Figure 1.1 illustrates the proper relationships between these elements in a thriving organization. I've employed alliteration to make the elements of Figure 1.1 easy to remember, and I'll return to each level of the pyramid throughout the book as I explain the principles Ecolab follows to create a sustainable enterprise. Your ability to execute on the different Ps of sustainable advantage will, to a large extent, determine your ability to create a sustainable organization and economy. The most important thing to remember is the base of the pyramid: How we lead and manage depends on our fundamental perspective.
Perspective provides the bedrock or core that informs everything that we do, whether individually or in relationships, from family to firm. That perspective generates a defined purpose and set of priorities, what we really want to accomplish. Purpose and priorities enable us to build a set of processes and products that in turn realize our ultimate aims. The right processes and products allow people to productively engage with markets and stakeholders. Productivity drives performance. Leadership and management provide the fuel that brings the pyramid into being and keeps it aligned over time. Note that the arrow representing leadership and management runs both ways. Leadership enables performance, but performance informs and molds perspective. Positive performance deepens our commitment to our worldview while negative performance invites us to reexamine that view. Everything you read from here on in (and I encourage you to read every word!) builds on Figure 1.1.
Figure 1.1 Creating a Sustainable Advantage
MJ Osborn worked as a pharmaceutical salesman for most of the first decade of the twentieth century. Osborn noticed that the hotels he stayed in took rooms out of service for up to two weeks every time they cleaned their carpets. Osborn developed a carpet cleaner – Absorbit – that cleaned carpets in less time and required less labor and water, meaning that rooms would be back in service much sooner. Although customers paid more for Absorbit, their total cost of cleaning – factoring in labor, water usage, and downtime – declined enough that profits increased.8 The product proved a boon for hotels, but not for Osborn – a container of Absorbit was so economical that Osborn saw few follow-on sales.

** Data below **
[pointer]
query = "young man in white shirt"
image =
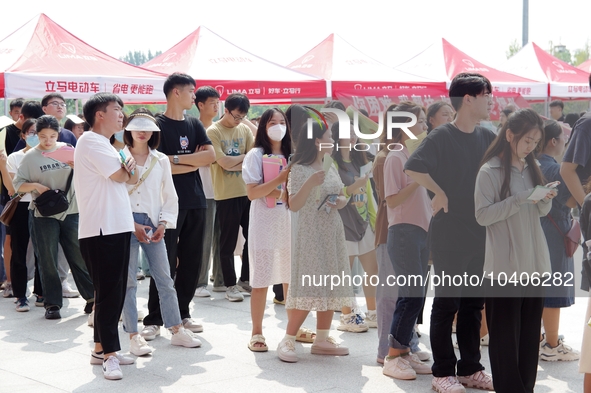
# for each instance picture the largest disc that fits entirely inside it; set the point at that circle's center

** Things to do **
A: In the sustainable-advantage passage, what did the hotels do every time they cleaned their carpets?
B: Write a continuation of the sustainable-advantage passage that picks up after its final sentence.
The records are separate from the sustainable-advantage passage.

** Outputs for the tasks **
A: They took rooms out of service for up to two weeks.

B:
Osborn named his nascent company Economics Laboratory (EL) – “Economic” because it saved customers time, labor, and material costs, and “Laboratory” because the products were backed by laboratory research. In 1924, he acquired a chemical formula from a University of Minnesota chemist and introduced Soilax, an easy-to-use and measure dishwashing detergent. In 1928, Osborn rolled out a line of Soilax dispensers and other dishwashing equipment. EL became a provider of dishwashing solutions, not just products.9
Over the next century, the company developed and deployed a rather simple business model: Identify a pressing customer problem in cleaning/sanitation and develop a scientific solution that would save customers labor, maintenance, and downtime and preserve equipment. Customers would pay a premium for the company's products because the savings and regular on-site service provided by EL would more than make up for the price premium of the products. Sales grew from $35,000 in 1924 ($554,917 in 2021 dollars) to $12.733 billion in 2021: a nominal cumulative annual growth rate of 14% and a real (if we hold dollars constant) 11% CAGR. That's one of many impressive measures of Ecolab's economic success.